**Requirements:** Starting with the line that contains "Pest-scouting request: tag the rear tire", copy every line through the end of the data below, exactly and with nothing added.

┌─ Entries provided

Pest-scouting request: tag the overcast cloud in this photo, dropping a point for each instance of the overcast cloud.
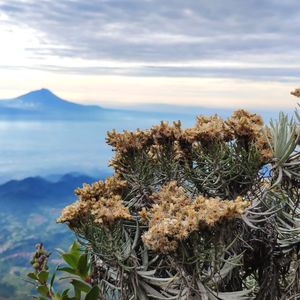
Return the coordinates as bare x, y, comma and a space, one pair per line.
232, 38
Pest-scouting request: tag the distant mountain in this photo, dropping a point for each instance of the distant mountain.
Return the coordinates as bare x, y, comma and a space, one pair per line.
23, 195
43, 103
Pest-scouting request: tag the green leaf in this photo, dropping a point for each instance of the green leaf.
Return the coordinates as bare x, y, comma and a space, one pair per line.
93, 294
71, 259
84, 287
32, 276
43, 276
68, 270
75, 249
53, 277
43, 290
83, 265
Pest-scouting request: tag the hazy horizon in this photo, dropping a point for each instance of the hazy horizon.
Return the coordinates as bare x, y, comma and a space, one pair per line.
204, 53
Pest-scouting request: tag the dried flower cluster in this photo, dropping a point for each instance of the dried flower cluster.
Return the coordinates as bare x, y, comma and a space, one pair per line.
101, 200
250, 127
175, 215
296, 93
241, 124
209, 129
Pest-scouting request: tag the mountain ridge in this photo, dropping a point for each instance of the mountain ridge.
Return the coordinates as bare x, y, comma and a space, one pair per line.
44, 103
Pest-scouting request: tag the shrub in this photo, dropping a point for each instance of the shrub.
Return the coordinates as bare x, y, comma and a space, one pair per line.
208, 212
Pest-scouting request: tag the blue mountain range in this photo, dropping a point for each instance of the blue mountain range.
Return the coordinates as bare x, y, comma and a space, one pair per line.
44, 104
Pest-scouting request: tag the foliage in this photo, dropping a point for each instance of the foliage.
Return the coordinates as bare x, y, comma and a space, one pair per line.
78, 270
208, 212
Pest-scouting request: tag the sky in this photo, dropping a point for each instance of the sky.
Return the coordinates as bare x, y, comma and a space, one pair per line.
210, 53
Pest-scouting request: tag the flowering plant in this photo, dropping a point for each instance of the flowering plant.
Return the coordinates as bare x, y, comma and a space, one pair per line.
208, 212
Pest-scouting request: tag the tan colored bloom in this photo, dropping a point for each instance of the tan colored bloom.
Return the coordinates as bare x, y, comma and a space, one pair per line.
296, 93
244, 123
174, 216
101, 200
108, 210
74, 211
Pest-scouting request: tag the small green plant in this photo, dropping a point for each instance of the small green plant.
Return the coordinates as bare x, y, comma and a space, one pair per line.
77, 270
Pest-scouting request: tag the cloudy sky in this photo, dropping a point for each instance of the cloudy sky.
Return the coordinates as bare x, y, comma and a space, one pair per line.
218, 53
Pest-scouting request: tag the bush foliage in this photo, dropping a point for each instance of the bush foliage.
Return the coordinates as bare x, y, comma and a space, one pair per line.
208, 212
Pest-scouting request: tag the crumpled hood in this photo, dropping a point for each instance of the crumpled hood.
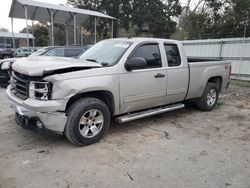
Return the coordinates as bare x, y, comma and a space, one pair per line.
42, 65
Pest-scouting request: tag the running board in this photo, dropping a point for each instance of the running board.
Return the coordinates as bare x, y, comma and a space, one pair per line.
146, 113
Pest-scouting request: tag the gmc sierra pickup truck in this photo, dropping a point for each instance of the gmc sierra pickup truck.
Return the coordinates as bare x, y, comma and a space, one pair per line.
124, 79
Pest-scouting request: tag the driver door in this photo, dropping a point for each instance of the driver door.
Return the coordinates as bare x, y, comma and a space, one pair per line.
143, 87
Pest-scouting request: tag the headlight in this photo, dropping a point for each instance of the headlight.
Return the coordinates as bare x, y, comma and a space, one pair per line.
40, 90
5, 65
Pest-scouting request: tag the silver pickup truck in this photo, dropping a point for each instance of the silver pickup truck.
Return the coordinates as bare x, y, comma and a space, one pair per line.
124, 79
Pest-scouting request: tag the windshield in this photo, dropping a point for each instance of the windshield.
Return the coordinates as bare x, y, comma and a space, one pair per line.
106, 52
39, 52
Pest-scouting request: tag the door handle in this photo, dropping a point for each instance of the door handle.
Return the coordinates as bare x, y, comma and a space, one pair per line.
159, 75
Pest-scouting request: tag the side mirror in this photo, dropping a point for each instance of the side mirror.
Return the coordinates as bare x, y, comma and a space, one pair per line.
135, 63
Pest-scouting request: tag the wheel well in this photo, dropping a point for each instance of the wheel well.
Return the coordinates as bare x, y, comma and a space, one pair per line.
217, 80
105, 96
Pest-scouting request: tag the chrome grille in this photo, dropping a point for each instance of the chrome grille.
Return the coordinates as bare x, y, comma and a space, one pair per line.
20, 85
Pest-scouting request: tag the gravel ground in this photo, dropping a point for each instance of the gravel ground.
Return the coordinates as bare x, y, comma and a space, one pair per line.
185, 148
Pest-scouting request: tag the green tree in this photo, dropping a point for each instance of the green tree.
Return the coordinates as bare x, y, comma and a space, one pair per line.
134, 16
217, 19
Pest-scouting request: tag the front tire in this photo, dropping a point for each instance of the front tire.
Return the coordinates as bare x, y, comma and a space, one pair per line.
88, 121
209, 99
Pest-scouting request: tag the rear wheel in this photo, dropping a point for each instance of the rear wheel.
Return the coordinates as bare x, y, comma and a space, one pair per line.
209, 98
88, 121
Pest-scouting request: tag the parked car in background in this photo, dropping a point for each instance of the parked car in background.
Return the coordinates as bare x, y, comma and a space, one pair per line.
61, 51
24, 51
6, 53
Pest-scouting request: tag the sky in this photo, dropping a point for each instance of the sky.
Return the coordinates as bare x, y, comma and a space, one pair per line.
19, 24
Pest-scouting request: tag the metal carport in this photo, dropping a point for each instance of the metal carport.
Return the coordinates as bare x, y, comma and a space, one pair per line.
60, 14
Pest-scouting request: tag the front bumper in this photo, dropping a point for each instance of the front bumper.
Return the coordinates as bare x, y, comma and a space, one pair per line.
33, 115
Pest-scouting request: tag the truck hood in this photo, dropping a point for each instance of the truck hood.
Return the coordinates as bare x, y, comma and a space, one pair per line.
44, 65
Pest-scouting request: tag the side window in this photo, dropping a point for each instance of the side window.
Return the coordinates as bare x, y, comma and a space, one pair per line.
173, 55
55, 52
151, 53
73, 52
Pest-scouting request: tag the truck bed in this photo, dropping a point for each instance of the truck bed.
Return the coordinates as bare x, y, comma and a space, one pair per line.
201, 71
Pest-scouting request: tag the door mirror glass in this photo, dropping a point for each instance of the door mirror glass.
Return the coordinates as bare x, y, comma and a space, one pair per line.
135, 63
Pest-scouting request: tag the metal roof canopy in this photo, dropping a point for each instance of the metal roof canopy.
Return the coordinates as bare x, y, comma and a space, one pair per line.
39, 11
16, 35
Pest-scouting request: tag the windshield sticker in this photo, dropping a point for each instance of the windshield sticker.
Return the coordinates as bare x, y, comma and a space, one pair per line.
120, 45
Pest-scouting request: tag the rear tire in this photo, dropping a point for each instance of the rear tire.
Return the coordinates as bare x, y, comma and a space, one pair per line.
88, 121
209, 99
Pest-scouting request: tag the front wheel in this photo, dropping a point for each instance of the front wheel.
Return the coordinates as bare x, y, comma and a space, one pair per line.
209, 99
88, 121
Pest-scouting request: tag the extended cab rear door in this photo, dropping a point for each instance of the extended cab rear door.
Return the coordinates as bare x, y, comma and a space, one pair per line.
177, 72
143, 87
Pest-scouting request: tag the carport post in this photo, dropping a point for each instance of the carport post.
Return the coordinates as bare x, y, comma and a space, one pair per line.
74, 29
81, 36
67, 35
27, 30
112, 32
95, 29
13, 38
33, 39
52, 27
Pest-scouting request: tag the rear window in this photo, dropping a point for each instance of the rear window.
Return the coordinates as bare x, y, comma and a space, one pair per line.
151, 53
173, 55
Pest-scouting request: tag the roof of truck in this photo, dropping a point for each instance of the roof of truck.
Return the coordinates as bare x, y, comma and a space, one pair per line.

└─

**Answer for this exercise:**
Pest-scouting request: tag the rear tire in this photo, dropping a point for each instance of the rear tire.
Return the coordinates as bare x, y, comma and a space, one pair per line.
88, 121
209, 99
Pest-scouting request: tag the front wheel in this photo, dropping a point for each instance of the front wheel.
Return the coordinates as bare x, y, comma and a space, one pair per line.
209, 99
88, 121
Pest-scouting request: tag the extended cab rear door in this photo, dropping a point for each instance of the extended cab rear door.
Return the coordinates as bare x, y, comma and a space, one pair per line.
177, 72
143, 87
Pest-scouting request: tag the carport post in this photo, dropping a point for each instance of the carport post.
Return the coordinates as bare x, y, comma and a space, one pair per line.
74, 29
81, 36
67, 35
27, 30
112, 32
95, 29
13, 38
33, 39
52, 27
Pest-scouting request: tag the rear window in this photo, dropping a point for each instance of the rear window.
Return the coordinates as bare x, y, comma and a space, one pair per line.
151, 53
173, 55
Pest-scouting request: tag the roof of truck in this photo, dropping a point for each instance of the roof of truck.
Return the coordinates as bare x, y, comma and a space, one pair per line.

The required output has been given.